======== Registros proporcionados

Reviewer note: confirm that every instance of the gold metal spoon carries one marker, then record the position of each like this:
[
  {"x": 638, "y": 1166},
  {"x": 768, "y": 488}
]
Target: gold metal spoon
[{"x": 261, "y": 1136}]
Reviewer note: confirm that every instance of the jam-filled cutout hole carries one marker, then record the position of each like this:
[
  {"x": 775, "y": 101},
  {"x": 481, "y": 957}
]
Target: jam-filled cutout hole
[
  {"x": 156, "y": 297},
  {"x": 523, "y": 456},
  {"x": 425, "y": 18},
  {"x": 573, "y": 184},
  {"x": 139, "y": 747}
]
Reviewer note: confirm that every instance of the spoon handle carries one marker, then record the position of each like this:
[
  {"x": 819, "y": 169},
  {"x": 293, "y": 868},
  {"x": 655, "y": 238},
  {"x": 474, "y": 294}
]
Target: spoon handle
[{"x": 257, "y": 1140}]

================

Tarea propuesta ▸
Reescribe el tramo de los registros que va desde la línea que contiene "Reviewer note: confirm that every instance of the jam-filled" hasta el final, renombrando "Target" como "Objeto" y dejando todo lo demás sin cambios.

Solución ▸
Reviewer note: confirm that every instance of the jam-filled cutout hole carries one marker, then record the position of each like this:
[
  {"x": 775, "y": 101},
  {"x": 481, "y": 957}
]
Objeto: jam-filled cutout hole
[
  {"x": 156, "y": 297},
  {"x": 523, "y": 456},
  {"x": 425, "y": 18},
  {"x": 573, "y": 184},
  {"x": 139, "y": 747}
]
Reviewer note: confirm that every instance of the spoon handle carries one marker, then record the position of each like this:
[
  {"x": 819, "y": 169},
  {"x": 293, "y": 868},
  {"x": 655, "y": 238},
  {"x": 474, "y": 294}
]
Objeto: spoon handle
[{"x": 257, "y": 1140}]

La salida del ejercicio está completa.